| READING TEXT |

******************************

Meresa Adhiambo Achieng v Republic [2016] KEHC 4474 (KLR)
Full Case Text
REPUBLIC OF KENYA
IN THE HIGH COURT OF KENYA AT NAIVASHA
CRIMINAL APPEAL NO. 70 OF 2014
(FORMERLY NAKURU CRIMINAL APPEAL NO. 139 OF 2014)
(Being an appeal against conviction and sentence in Narok Criminal Case No. 970/2013 – Z. ABDUL RM )
MERESA ADHIAMBO ACHIENG………………………………………….APPELLANT
VERSUS
REPUBLIC………………………………………………………………….RESPONDENT
J U D G M E N T
Meresa Adhiambo Achieng, the Appellant herein, was tried before the Chief Magistrate’s Court in Narok for the offence of Trafficking in Narcotic drugs Contrary to Section 4(a) of the Narcotic Drugs and Psychotropic substances Control Act.
The particulars in the charge sheet were that on the 4th day of August 2013 at Mwamba area along Mulot-Narok road in Narok North District within Narok County, she trafficked in 82 kilogrammes of cannabis with a street value of ksh164,000/= by transporting it in a motor vehicle Registration number KBT 447W Isuzu Bus in contravention of the said Act.
At the conclusion of the trial, the Appellant was found guilty and convicted. She was sentenced to serve 5 years imprisonment and to pay a fine of sh200,000/-.
She now appeals to this court against the conviction. In her petition of appeal filed through Agure Odero Advocates on 4th July 2014, the Appellant has raised 6 grounds of appeal, as follows:
“1. That Trial Magistrate had negative attitude towards the Appellant from the onset of the proceedings up to judgment hence trashing out even the probation report that considered the very fundamental issues in favour of the Appellant.
That the Trial Magistrate before the delivery of judgment incarcerated the Appellant in police custody despite the Appellant having been on bond all based on negative attitude and prejudice hence robbing the Appellant fundamental freedom set out in the constitution 2010.
The Trial Magistrate failed in both law and in fact when the prosecution only relied on the evidence of PW1 and PW2 and failing to call an independent witness from the alleged Motor Vehicle Registration KBT 447W Isuzu.
The Trial Magistrate trashed the evidence of the defence witness DW1 and DW2 despite both narrating the episode of the day.
The Trial Magistrate failed to note inconsistency and contradictions of prosecution witnesses.
The Trial Magistrate failed to consider whether the cannabis produced were in stone form, coil form of what form and whether the evidence produced and the charge sheet were intendem.”
In arguing grounds 1 and 2, Mr Odero for the Appellant cited Articles 49, 50 and 159 of the Constitution in alleging bias on the part of the Trial Magistrate allegedly exemplified by the interruption of the Appellant by the court thereby hindering the advancement of her defence; the incarceration of the Appellant before the judgment being an indication that the court had prematurely made up its mind; and the dismissal by the trial court of a favourable report by the Probation Office regarding sentence.
Regarding grounds 3, 5 and 6, Mr Odera contended that the prosecution evidence was riddled with inconsistencies and contradictions and that no independent witness was called by the prosecution to support the evidence of PW1 and PW2. In this connection, it was argued that the trial court did not satisfy itself whether the cannabis sativa was in stone or other form. Finally, the Appellant’s counsel complained that the defence evidence was dismissed unfairly.

******************************

| PROVIDED MATERIAL |
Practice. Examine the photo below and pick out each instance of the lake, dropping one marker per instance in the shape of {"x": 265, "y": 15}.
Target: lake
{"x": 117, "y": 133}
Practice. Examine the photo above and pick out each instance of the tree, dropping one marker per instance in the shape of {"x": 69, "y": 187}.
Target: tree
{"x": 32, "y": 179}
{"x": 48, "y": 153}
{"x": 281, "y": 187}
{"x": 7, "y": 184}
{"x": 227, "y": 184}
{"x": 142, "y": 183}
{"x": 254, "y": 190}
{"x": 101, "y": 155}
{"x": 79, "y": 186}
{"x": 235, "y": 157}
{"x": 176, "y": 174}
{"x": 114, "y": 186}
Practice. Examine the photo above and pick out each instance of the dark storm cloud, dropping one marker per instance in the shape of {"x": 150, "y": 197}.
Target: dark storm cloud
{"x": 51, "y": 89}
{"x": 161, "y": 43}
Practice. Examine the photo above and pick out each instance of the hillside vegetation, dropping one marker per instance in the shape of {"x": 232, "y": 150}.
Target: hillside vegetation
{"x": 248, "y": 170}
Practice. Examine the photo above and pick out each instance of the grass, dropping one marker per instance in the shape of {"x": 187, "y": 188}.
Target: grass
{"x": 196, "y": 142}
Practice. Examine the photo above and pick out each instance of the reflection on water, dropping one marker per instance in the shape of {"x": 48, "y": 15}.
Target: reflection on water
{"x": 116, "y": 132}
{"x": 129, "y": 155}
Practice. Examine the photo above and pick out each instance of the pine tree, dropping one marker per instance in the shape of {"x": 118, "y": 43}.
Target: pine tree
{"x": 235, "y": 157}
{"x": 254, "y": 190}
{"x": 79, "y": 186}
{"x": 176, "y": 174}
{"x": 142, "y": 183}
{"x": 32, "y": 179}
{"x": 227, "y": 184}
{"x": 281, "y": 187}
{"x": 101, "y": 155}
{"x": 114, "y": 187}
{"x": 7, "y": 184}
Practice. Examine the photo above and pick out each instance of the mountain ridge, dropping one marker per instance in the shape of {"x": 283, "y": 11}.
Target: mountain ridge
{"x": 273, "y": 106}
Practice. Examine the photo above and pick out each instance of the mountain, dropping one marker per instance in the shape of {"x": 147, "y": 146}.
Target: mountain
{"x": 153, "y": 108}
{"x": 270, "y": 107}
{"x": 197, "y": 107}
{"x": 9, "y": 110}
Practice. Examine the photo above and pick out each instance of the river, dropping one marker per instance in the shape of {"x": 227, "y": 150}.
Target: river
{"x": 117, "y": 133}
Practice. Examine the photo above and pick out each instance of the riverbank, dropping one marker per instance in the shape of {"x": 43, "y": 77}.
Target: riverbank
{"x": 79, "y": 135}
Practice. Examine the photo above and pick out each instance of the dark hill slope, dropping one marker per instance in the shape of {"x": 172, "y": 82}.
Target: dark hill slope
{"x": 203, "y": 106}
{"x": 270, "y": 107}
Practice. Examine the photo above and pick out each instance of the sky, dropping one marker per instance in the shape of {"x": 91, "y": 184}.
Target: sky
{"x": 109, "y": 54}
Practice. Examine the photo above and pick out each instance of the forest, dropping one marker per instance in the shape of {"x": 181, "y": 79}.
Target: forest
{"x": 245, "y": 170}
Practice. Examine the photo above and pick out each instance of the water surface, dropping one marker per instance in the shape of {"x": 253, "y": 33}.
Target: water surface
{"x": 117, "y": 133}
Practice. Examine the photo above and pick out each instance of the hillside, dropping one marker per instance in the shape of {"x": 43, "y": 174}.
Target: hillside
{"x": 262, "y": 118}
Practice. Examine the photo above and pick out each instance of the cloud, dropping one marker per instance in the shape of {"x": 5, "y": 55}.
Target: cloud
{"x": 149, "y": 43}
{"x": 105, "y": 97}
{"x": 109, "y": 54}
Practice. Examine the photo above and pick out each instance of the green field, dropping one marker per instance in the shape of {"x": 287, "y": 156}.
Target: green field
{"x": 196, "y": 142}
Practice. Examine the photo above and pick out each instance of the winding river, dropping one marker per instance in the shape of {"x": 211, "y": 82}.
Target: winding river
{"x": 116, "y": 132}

******************************

| REQUEST A |
In the court judgment, what sentence did the Appellant receive at the end of her trial?
| REQUEST B |
Reproduce the passage of the court judgment starting with "(Being an appeal" and going on through "the said Act.".
| REQUEST C |
Write the next part of the court judgment, carrying on after its final sentence.

| TASK RESPONSE A |
She was sentenced to 5 years' imprisonment and a fine of sh200,000/-.

| TASK RESPONSE B |
(Being an appeal against conviction and sentence in Narok Criminal Case No. 970/2013 – Z. ABDUL RM )
MERESA ADHIAMBO ACHIENG………………………………………….APPELLANT
VERSUS
REPUBLIC………………………………………………………………….RESPONDENT
J U D G M E N T
Meresa Adhiambo Achieng, the Appellant herein, was tried before the Chief Magistrate’s Court in Narok for the offence of Trafficking in Narcotic drugs Contrary to Section 4(a) of the Narcotic Drugs and Psychotropic substances Control Act.
The particulars in the charge sheet were that on the 4th day of August 2013 at Mwamba area along Mulot-Narok road in Narok North District within Narok County, she trafficked in 82 kilogrammes of cannabis with a street value of ksh164,000/= by transporting it in a motor vehicle Registration number KBT 447W Isuzu Bus in contravention of the said Act.

| TASK RESPONSE C |
Miss Waweru representing the DPP opposed the appeal and asserted that the trial was conducted according to the law. Reiterating the evidence adduced at the trial, she submitted that all elements of the charge were proved and that the defence did not dislodge the prosecution evidence. She thus urged the court to dismiss the appeal.
The first Appellate court is obligated to re-evaluate the trial evidence and to draw its own conclusions; bearing in mind always that the trial court had the advantage of seeing and hearing the witnesses first hand. Thus the Appellate court will not interfere with findings of fact by the Trial Court which are based on the credibility of witnesses, unless the findings are plainly wrong and no tribunal properly applying itself could have made them. [see Okeno v Republic 1922 EA 322].
A summary of the prosecution evidence in the lower court is as follows. The Appellant boarded a bus registration number KBT 447W that was headed to Nairobi at 9. 00am at Sondu. She paid for the ticket and her luggage comprising of two cartons wrapped with nylon bags and tied with ropes. She was assisted by the conductor, Stephen Onchonga Obongo (PW1) and the driver Zebedeo Okemwa Machuki (PW 2) to place the luggage in the right side boot of the bus having informed PW1 that the packages contained fish.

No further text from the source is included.